* Fragmento del texto
/---
Privilegios locales, aduanas diferenciales y leyes de excepción de todo tipo
afectaban en el comercio no sólo a los forasteros o a los habitantes de las
colonias, sino también, muchas veces, incluso a categorías enteras de los
propios súbditos; por todas partes y continuamente los privilegios gremiales se
atravesaban en la vía del desarrollo de la manufactura. En ningún lugar había
vía libre ni eran iguales las perspectivas para los competidores burgueses, y,
sin embargo, ésta era la reivindicación primera y más urgente.
En cuanto el
progreso económico de la sociedad la puso al orden del día, la exigencia de
liberación respecto de las ataduras feudales y de establecimiento de la igualdad
jurídica mediante la eliminación de las desigualdades feudales tenía que
alcanzar pronto mayores dimensiones. Si se formulaba esa exigencia en interés
de la industria y del comercio, era necesario pedir la misma equiparación para
la gran masa de los campesinos, los cuales tenían que conceder gratuitamente al
señor feudal la mayor parte de su tiempo de trabajo, en situaciones que cubrían
todos los grados de servidumbre, partiendo de pleno de la gleba, y aún estaban
además sometidos a entregar al mismo señor y al Estado innumerables tributos.
Tampoco, por otra parte, podía dejar de reivindicarse la supresión de los
privilegios feudales, la exención fiscal de la nobleza y los privilegios
políticos de los diversos estamentos. Y como no se vivía ya en un imperio
universal como había sido el romano, sino en un sistema de estados
independientes y situados a un nivel de desarrollo burgués aproximadamente
igual, es natural que aquella exigencia cobrara un carácter general que
rebasaba a cada Estado particular, o sea que la libertad y la igualdad se
proclamaran como «derechos del hombre». Y lo específico del carácter
propiamente burgués de esos derechos del hombre es que la Constitución
americana −la primera que los ha reconocido− confirme simultáneamente la esclavitud
de las gentes de color existente en América: mientras se condenan los
privilegios de clase, se santifican los de raza.
\---
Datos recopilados
/---
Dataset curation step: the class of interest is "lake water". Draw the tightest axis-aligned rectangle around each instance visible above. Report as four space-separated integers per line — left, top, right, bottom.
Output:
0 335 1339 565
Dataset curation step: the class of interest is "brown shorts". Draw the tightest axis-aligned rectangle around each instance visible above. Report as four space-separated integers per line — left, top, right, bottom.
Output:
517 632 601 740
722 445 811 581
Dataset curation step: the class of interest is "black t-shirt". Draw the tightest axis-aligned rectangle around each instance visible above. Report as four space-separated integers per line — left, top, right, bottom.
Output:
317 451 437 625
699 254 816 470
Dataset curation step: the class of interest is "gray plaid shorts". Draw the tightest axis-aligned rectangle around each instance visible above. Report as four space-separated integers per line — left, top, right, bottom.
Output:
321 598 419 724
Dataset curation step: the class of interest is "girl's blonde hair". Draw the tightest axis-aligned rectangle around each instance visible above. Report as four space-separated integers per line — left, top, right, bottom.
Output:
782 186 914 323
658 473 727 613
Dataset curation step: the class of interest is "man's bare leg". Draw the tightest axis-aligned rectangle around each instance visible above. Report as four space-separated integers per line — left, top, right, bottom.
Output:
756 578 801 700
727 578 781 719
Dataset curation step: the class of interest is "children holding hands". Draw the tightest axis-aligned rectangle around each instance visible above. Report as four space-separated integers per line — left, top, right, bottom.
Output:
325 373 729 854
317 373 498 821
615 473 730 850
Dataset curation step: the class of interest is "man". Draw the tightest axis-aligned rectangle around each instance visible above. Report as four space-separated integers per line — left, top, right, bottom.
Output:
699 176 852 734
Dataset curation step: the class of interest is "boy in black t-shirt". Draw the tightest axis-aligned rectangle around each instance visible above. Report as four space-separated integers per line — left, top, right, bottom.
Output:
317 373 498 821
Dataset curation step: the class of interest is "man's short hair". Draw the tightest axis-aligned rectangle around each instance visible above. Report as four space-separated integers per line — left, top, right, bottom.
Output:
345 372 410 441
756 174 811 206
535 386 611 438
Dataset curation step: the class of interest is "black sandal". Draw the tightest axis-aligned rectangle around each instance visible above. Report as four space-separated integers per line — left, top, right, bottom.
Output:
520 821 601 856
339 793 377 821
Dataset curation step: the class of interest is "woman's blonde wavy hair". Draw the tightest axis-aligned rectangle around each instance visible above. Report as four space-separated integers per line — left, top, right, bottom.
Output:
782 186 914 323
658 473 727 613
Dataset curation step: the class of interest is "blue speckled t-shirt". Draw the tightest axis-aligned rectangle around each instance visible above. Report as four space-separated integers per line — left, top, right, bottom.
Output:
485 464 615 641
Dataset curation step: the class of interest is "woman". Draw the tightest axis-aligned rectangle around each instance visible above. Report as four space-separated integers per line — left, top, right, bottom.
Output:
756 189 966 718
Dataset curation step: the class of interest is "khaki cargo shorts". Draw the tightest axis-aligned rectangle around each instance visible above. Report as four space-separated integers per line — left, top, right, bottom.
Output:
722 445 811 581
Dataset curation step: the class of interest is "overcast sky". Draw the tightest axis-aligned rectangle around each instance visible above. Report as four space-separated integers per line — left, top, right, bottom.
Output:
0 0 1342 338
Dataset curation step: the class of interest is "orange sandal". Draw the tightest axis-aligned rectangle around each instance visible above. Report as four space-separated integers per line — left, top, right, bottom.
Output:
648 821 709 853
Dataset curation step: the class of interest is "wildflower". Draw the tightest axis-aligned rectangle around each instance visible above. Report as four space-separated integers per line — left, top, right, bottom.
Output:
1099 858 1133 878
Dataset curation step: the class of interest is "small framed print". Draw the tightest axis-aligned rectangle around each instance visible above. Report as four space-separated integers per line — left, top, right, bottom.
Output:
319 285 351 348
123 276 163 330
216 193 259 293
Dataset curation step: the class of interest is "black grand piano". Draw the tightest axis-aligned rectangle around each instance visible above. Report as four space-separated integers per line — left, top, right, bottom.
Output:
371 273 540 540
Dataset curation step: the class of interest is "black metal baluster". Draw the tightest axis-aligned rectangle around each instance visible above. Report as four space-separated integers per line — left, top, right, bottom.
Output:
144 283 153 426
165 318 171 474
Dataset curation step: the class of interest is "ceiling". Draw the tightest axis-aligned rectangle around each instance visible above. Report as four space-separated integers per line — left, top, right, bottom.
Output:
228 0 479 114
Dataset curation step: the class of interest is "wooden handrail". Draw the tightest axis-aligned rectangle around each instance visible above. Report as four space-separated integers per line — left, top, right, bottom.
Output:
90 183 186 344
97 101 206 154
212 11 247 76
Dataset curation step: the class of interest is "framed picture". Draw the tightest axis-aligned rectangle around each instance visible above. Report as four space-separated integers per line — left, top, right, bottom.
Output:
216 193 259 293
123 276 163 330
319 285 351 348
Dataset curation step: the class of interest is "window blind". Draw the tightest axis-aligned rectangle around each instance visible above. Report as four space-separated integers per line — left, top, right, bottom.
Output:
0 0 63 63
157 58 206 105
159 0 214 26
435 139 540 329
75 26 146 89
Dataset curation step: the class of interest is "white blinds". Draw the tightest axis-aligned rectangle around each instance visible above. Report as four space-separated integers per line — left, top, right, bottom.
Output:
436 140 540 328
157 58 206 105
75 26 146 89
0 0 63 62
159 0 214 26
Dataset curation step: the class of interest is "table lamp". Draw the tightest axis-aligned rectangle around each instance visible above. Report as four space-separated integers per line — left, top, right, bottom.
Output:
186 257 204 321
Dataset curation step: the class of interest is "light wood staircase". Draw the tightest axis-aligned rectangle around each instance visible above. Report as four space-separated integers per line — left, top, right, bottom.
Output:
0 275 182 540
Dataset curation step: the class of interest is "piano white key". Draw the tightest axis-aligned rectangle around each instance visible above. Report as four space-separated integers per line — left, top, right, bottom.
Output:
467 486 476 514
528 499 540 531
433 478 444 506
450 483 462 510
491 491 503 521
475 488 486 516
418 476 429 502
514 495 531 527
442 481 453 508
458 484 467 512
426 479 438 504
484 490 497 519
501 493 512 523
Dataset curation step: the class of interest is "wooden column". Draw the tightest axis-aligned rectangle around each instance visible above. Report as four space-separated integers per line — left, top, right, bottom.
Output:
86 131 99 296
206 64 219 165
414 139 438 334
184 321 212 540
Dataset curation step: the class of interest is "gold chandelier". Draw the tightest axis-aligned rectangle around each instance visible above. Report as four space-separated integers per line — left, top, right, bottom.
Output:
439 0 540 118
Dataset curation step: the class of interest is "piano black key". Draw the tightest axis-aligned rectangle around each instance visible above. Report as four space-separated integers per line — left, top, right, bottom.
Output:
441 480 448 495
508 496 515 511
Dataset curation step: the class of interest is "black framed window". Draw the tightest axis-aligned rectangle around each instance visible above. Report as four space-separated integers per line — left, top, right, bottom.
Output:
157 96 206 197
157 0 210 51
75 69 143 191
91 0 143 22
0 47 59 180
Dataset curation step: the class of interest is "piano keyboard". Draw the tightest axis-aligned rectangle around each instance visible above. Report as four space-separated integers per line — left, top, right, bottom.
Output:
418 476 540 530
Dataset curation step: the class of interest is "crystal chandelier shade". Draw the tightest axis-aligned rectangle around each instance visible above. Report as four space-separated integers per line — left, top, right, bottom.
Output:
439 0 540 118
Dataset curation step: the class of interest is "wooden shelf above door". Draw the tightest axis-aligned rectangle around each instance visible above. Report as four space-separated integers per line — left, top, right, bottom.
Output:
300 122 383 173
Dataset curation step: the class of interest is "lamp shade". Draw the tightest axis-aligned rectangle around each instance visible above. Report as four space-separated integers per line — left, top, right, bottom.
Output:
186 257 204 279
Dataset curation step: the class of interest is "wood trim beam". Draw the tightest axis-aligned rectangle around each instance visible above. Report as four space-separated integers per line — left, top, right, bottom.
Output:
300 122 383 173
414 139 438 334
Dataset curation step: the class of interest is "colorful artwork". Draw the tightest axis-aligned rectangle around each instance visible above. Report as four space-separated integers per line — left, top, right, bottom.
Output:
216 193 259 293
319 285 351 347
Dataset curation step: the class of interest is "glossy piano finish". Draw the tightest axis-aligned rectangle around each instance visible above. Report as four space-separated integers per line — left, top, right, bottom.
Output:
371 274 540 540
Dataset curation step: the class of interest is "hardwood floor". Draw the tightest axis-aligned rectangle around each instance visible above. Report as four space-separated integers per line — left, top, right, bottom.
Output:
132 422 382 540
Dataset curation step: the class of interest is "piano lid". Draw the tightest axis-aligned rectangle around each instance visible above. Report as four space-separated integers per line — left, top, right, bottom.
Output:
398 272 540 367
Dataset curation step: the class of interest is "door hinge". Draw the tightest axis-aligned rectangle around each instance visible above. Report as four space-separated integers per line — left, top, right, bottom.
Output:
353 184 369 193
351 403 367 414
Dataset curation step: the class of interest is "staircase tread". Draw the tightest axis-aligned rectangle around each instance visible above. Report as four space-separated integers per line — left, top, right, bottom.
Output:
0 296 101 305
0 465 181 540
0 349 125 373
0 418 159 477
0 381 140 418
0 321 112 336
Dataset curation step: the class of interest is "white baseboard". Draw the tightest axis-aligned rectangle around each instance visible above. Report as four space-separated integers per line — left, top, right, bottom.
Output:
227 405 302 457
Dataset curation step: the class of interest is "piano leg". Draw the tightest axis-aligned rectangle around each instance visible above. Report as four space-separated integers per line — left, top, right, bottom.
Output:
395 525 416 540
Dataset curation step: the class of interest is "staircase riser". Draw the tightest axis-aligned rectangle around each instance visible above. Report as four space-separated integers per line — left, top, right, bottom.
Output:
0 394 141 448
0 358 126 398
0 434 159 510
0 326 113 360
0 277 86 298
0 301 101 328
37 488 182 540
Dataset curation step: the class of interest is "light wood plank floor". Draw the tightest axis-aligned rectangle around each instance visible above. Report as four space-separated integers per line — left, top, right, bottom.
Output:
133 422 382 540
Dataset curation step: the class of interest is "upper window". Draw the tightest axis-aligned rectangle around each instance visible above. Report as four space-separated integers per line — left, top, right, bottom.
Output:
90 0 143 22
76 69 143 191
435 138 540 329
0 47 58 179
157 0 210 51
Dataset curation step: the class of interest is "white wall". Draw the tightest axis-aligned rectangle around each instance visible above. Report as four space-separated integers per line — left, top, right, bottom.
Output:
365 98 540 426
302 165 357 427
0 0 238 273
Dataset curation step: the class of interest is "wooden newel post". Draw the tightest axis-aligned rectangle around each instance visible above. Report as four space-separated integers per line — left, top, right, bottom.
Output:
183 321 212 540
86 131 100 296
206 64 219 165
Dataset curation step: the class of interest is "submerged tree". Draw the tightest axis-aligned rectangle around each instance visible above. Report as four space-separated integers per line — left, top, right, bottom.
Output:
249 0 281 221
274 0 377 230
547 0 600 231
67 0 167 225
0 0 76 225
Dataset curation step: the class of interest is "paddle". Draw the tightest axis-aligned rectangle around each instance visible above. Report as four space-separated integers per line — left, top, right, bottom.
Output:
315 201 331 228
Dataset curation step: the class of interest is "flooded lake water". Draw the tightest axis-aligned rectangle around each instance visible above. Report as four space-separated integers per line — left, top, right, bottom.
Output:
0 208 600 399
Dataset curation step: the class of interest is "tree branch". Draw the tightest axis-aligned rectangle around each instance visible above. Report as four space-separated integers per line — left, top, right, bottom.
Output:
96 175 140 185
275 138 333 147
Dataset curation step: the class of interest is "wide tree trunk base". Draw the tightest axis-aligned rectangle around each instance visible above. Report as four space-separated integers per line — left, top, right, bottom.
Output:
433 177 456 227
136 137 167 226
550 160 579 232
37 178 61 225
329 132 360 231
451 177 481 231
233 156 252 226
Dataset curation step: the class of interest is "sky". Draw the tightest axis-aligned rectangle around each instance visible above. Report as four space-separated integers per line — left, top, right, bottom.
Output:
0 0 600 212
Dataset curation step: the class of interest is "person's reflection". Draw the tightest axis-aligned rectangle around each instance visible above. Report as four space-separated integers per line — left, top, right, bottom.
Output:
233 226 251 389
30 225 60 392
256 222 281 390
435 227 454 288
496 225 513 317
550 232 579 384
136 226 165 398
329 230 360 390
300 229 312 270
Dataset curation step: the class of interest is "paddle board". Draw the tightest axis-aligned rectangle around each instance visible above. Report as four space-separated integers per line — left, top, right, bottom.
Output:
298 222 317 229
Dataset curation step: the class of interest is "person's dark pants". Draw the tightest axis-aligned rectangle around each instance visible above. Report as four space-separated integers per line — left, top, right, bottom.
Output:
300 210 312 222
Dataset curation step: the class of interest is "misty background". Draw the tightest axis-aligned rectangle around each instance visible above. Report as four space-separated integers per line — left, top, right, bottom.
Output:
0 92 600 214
\---
* Qué hacer
[1] Según el fragmento sobre los derechos del hombre, ¿qué documento confirmó a la vez la esclavitud de las gentes de color existente en América?
[2] Extrae literalmente del fragmento sobre los derechos del hombre el pasaje que comienza con "Privilegios locales, aduanas" y continúa hasta "y más urgente.".
Este material no interviene en ninguna de las tareas.

* Respuestas
[1] La Constitución americana, la primera que reconoció los derechos del hombre.

[2]
Privilegios locales, aduanas diferenciales y leyes de excepción de todo tipo
afectaban en el comercio no sólo a los forasteros o a los habitantes de las
colonias, sino también, muchas veces, incluso a categorías enteras de los
propios súbditos; por todas partes y continuamente los privilegios gremiales se
atravesaban en la vía del desarrollo de la manufactura. En ningún lugar había
vía libre ni eran iguales las perspectivas para los competidores burgueses, y,
sin embargo, ésta era la reivindicación primera y más urgente.